== SUPPLIED TEXT ==
Note: The BIP39 implementation uses a single word list to convert 12 or 24 unique words out of a total of 2048 words into a very large integer that can be used to derive secret keys.
Jazzy Fish different from BIP39 in that it uses multiple word lists (specifically, adverbs, verbs, adjectives, and nouns) to generate word sequences that are similar to natural (English) language, with the assumption that sequences such as `yellow cat`, `hectic fish`, `dreadful elephant` (while somewhat nonsensical) are easy to memorize by humans used to combining word parts. So, the aim of this library is to choose sufficiently-large word lists that can generate sufficiently-large unique word sequences, for a reasonable duration (i.e., several years or more).
Another relevant detail of this algorithm, is its ability to map chosen word sequences to smaller prefixes that can be used to form constant-length identifiers.
While each sequence maps to an integer, remembering integers is hard for most humans. Thus, based on this implementation's assumption that humans can remember structured sentences, it selects the input wordlists in such a way that, for a given and pre-configured prefix length, there exists a single word that corresponds to that prefix.
For example, given a prefix length of size=1, `yellow cat` can be encoded to `yc` and then decoded back to the same two words. In this example, `yellow` is an adjective, and `cat` is a noun. There do not exist any other adjectives that start with `y`, nor nouns that start with `c` in our input word lists.

== PROBLEM REQUIREMENTS ==
Reproduce the Jazzy Fish text from "Note: The BIP39" up to and including "years or more).", swapping "nonsensical" for "absurd".

== INFORMATION SHOWN ==

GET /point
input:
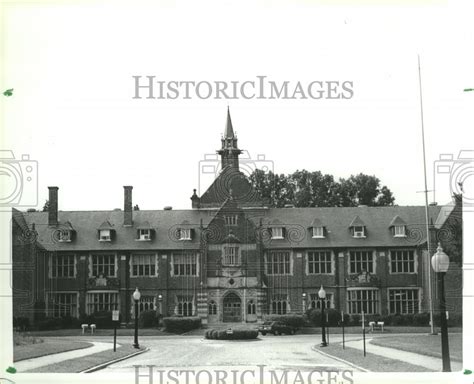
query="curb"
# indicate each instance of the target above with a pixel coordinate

== TASK ANSWER ==
Note: The BIP39 implementation uses a single word list to convert 12 or 24 unique words out of a total of 2048 words into a very large integer that can be used to derive secret keys.
Jazzy Fish different from BIP39 in that it uses multiple word lists (specifically, adverbs, verbs, adjectives, and nouns) to generate word sequences that are similar to natural (English) language, with the assumption that sequences such as `yellow cat`, `hectic fish`, `dreadful elephant` (while somewhat absurd) are easy to memorize by humans used to combining word parts. So, the aim of this library is to choose sufficiently-large word lists that can generate sufficiently-large unique word sequences, for a reasonable duration (i.e., several years or more).